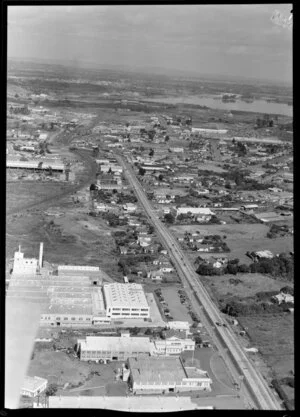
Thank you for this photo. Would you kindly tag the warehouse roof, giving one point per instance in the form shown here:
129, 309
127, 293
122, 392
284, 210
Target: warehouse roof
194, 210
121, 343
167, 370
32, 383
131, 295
---
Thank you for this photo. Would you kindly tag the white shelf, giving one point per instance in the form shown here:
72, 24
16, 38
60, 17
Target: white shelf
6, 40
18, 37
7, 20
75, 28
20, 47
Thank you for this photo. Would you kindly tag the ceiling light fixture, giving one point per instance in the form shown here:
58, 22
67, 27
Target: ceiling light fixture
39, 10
...
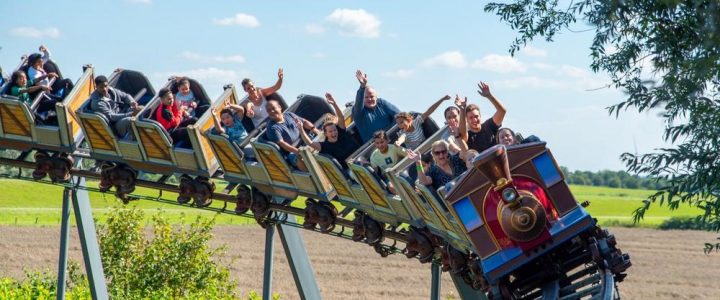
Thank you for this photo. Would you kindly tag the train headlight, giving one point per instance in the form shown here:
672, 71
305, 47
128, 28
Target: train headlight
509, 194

* [WRITTEN EXERCISE] Which lines in the entries above contain the string "roof"? Return each of them in full, and count only matches with the same uppercase and lowercase letters.

* [OUTPUT]
Thank you for this photo. Would you kindly tag the warehouse roof, giving one point per instance in the form shown here:
Target: warehouse roof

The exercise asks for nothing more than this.